Description of the task
Copy the passage of the gazebo article that opens with the words containing "The Grow Regina group" and closes with "of Queen Street.", replacing "painting workshop" with "design workshop".

Exercise text
__________

Victor Cicansky's gazebo opens this week at Grow Regina gardens
Cicansky said he hopes it will become a place of joy, just like gardening
A renowned artist's gazebo has been installed at McLeod Park and the Grow Regina community garden.
The Grow Regina group drew up the plans for the gazebo more than 10 years ago and called Victor Cicansky.
Cicansky is best known for his bronze and ceramic sculptures. He takes his inspiration from nature, personal experience and his own gardening.
"They said 'Well, would you charge anything?' I said, 'No. Listen, I'd love to do this project. I think it's a great project. Just let me know when we can start," he said.
Grow Regina raised nearly 80 per cent of the project's cost through fundraising and donations. The City of Regina donated $30,000 toward the fabrication and installation of the piece through its Civic Arts Capital Program.
Cicansky then got to work. He held a painting workshop and community members painted it with him. Now the artist, in his 80s, said it's ready. It's located on the 3500 block of Queen Street.
"The whole idea of the gazebo was a grove of trees. The pillars are trees with branches, and they support a green leafy roof. And the leaves are cut out around the edge," Cicansky said. "They'll produce some interesting shadows. So it actually looks like a grove of trees."
There's also vegetables all around the railings, including peas, carrots and tomatoes.
"This one-of-a-kind art installation will be appreciated by Regina residents, visitors to our city and Grow Regina gardeners for years to come," Yvette Crane, gazebo committee chair for Grow Regina Community Gardens Inc, said in a release.
Cicansky said that even though it's being installed in a pandemic, people understand it is not the time to gather at it just yet.
"Gardeners of ours have always understood how nature works. So we're in a pandemic now, we're in a drought," Cicansky said. "But you know what? You continue to garden. You find other ways of managing."
Gardening is a joy for Cicansky, who has his own large summer garden and a smaller winter one. He said he hopes the gazebo becomes a place of joy too.
"That's what gardening was always about," Cicansky said.

__________

(Data excerpts)
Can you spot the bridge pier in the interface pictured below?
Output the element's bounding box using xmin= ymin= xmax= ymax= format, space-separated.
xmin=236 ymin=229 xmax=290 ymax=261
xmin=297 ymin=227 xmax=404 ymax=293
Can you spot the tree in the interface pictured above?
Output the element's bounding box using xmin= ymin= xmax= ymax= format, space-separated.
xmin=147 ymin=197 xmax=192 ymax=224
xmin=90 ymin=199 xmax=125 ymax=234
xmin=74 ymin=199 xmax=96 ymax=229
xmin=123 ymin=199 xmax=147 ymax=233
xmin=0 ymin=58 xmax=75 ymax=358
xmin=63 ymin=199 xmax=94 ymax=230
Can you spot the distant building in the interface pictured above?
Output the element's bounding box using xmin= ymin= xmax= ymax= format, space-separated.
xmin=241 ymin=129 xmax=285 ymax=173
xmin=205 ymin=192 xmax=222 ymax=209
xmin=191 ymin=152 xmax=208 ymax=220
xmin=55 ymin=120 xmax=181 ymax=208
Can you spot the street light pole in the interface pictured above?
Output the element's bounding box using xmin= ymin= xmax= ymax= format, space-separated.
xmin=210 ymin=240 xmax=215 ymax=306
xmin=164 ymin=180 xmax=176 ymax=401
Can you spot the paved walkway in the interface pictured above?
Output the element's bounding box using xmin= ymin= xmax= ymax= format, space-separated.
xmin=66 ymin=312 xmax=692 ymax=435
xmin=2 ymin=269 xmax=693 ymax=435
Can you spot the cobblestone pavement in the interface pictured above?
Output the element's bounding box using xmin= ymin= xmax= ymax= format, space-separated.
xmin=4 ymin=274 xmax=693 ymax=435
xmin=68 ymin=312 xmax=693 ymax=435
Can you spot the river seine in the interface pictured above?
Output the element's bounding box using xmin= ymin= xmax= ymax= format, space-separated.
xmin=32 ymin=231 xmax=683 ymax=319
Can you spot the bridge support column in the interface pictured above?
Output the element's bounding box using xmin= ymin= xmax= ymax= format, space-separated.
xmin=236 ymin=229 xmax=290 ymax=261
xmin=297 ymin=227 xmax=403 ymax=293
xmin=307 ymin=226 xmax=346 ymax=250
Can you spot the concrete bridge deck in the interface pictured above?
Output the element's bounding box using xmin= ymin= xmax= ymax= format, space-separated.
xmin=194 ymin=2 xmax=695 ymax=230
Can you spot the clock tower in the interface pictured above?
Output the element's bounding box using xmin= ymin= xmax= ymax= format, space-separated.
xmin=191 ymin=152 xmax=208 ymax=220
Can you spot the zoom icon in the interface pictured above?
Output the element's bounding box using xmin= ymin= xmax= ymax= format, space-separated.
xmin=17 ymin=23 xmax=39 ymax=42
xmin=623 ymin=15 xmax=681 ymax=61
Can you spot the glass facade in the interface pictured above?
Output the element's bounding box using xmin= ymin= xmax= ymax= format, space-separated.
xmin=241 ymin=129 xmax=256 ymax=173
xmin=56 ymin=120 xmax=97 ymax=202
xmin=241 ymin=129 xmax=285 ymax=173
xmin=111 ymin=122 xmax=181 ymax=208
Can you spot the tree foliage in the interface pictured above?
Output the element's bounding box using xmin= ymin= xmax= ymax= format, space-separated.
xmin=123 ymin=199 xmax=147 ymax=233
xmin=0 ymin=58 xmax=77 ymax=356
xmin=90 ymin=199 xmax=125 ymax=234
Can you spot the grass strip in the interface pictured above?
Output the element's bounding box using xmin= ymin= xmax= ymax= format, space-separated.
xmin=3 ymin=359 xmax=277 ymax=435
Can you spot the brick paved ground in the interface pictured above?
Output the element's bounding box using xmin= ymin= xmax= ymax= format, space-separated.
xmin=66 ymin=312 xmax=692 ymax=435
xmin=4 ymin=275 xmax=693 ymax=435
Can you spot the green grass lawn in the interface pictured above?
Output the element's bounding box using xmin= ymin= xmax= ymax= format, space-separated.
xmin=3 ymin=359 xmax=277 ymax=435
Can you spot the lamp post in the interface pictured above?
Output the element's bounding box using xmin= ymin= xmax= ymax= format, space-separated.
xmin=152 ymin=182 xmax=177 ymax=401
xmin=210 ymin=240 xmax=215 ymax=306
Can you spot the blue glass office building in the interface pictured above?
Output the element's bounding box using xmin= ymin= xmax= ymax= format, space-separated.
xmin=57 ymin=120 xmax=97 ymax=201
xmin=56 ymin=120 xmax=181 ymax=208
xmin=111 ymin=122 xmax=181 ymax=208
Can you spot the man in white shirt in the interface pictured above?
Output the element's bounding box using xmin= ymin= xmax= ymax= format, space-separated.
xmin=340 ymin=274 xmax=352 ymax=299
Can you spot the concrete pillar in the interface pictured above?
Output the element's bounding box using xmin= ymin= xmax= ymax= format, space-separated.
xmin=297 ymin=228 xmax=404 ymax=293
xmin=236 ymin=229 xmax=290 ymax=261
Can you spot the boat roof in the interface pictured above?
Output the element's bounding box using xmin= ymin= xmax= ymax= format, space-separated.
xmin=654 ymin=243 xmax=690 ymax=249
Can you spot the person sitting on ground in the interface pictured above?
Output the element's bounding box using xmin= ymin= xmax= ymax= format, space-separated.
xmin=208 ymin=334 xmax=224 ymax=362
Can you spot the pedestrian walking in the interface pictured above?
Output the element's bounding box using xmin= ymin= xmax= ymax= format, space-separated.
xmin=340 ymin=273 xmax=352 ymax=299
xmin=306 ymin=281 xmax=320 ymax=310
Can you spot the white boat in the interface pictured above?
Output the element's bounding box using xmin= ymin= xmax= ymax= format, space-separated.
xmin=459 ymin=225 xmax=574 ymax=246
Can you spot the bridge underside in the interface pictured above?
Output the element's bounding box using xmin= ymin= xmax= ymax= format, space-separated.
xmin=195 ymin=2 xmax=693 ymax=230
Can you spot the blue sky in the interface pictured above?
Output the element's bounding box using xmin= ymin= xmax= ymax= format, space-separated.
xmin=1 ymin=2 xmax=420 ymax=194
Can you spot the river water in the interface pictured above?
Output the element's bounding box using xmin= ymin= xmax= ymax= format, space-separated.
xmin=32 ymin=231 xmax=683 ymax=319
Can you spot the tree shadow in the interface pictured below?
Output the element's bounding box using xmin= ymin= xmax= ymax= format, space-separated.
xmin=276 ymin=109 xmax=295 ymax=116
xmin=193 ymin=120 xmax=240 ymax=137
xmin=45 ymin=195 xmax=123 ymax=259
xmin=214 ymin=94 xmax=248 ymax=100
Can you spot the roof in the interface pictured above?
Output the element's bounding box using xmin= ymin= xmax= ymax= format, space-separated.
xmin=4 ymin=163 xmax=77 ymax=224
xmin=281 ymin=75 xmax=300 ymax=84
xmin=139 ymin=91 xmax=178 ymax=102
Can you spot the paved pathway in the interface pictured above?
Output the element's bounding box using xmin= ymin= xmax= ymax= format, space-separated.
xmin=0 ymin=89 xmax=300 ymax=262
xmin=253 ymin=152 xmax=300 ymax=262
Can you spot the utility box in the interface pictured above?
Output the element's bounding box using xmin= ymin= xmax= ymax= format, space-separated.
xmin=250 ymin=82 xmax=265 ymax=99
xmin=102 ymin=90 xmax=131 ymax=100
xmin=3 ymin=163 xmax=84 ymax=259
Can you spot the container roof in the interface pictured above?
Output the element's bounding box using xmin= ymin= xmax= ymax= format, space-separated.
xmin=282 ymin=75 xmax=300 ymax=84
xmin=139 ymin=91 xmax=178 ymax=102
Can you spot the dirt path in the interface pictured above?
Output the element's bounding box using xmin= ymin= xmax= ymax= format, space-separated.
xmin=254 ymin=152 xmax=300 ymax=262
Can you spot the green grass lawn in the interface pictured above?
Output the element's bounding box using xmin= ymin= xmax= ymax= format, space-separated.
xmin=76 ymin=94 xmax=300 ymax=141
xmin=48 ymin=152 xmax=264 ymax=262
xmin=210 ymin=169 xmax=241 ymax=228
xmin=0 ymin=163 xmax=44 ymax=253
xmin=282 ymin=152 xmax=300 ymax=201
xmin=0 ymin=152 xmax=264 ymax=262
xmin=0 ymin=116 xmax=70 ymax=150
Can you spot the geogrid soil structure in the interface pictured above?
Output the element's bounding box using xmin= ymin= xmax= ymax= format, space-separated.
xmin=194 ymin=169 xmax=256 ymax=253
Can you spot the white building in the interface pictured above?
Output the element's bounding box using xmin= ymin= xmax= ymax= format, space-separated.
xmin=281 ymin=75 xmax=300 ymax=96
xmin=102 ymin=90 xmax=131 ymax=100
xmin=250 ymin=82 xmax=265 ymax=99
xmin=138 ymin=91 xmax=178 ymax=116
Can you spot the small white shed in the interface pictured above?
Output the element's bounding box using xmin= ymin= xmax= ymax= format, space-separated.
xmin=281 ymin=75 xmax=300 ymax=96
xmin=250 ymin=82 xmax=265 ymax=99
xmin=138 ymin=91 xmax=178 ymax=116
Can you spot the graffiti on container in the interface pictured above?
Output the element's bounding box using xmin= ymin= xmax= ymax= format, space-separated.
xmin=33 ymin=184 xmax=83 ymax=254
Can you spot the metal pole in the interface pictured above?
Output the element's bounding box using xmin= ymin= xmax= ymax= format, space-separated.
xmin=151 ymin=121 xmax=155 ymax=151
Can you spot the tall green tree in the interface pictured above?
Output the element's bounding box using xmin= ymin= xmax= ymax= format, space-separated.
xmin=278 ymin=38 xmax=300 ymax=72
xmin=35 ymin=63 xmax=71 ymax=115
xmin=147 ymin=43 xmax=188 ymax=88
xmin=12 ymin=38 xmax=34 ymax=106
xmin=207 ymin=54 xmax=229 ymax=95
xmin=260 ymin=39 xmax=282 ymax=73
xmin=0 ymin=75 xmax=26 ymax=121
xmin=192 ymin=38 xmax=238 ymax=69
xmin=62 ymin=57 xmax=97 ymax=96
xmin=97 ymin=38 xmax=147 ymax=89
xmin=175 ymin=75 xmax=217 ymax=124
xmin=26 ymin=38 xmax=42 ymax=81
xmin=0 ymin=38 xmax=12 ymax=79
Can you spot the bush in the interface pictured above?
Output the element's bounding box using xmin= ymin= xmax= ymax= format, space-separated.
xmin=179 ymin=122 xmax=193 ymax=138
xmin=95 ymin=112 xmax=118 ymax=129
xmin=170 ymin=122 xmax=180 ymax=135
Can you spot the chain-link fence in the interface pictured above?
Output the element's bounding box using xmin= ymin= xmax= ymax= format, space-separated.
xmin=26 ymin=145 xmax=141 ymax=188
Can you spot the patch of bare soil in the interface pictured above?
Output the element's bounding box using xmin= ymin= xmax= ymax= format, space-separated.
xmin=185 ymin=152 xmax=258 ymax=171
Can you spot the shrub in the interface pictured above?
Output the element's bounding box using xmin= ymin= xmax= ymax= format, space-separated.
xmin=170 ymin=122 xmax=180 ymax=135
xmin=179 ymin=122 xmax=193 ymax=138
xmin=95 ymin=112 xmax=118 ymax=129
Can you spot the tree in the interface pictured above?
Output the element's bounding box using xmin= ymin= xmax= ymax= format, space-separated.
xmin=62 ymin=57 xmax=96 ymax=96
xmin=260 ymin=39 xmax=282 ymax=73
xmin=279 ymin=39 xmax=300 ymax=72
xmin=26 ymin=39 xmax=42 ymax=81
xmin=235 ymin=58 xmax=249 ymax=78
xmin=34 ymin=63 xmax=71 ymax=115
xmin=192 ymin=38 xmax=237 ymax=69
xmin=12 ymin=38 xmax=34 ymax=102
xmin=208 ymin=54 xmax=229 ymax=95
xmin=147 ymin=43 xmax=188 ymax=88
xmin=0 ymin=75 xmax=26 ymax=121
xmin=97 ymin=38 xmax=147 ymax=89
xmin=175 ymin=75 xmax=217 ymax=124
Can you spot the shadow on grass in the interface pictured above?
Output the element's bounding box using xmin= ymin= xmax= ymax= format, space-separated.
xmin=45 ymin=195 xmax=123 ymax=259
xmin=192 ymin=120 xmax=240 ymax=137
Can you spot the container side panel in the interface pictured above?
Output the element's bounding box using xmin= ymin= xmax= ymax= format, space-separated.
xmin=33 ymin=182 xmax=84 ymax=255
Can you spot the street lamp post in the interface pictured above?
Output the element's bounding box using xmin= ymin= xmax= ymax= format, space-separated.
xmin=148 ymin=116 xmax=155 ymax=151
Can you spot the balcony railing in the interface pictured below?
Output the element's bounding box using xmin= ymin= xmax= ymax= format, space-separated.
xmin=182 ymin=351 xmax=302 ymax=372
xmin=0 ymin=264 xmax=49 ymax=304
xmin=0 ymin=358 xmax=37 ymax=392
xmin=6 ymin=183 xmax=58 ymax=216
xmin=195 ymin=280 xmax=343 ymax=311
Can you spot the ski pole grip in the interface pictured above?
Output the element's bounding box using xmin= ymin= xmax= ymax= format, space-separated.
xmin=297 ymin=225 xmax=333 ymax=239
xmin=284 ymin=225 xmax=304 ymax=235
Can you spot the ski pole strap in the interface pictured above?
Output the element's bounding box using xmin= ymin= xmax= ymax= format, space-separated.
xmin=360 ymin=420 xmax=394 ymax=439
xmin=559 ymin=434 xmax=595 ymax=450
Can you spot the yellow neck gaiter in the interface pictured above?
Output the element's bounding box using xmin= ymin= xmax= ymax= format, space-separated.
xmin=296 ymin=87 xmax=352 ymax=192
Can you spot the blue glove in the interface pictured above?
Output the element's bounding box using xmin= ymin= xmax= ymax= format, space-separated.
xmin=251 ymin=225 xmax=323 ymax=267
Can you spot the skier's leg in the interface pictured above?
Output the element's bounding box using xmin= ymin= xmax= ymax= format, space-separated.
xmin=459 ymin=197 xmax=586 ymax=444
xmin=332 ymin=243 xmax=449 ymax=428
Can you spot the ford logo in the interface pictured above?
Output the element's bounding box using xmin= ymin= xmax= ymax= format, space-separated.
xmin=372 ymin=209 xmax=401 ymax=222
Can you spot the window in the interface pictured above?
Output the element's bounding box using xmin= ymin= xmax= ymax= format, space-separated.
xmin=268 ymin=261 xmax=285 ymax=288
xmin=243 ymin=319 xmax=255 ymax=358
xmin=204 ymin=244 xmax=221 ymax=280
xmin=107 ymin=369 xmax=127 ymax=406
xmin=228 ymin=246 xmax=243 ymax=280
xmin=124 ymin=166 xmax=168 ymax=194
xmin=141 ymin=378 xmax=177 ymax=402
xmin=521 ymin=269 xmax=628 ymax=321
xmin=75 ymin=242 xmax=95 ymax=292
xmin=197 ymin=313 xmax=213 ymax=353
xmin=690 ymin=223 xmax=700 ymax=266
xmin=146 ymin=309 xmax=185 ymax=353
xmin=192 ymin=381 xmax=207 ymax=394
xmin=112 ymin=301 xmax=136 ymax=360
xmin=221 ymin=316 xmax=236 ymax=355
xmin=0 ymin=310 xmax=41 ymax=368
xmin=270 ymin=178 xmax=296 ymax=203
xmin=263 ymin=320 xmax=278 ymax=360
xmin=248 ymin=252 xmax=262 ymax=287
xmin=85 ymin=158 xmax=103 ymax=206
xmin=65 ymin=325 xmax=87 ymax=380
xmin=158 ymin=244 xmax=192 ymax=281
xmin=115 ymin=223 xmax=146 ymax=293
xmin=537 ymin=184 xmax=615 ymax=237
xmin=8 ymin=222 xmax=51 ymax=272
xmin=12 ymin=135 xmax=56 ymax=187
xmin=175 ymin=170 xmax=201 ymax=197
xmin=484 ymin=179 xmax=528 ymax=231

__________

Output for this task
The Grow Regina group drew up the plans for the gazebo more than 10 years ago and called Victor Cicansky.
Cicansky is best known for his bronze and ceramic sculptures. He takes his inspiration from nature, personal experience and his own gardening.
"They said 'Well, would you charge anything?' I said, 'No. Listen, I'd love to do this project. I think it's a great project. Just let me know when we can start," he said.
Grow Regina raised nearly 80 per cent of the project's cost through fundraising and donations. The City of Regina donated $30,000 toward the fabrication and installation of the piece through its Civic Arts Capital Program.
Cicansky then got to work. He held a design workshop and community members painted it with him. Now the artist, in his 80s, said it's ready. It's located on the 3500 block of Queen Street.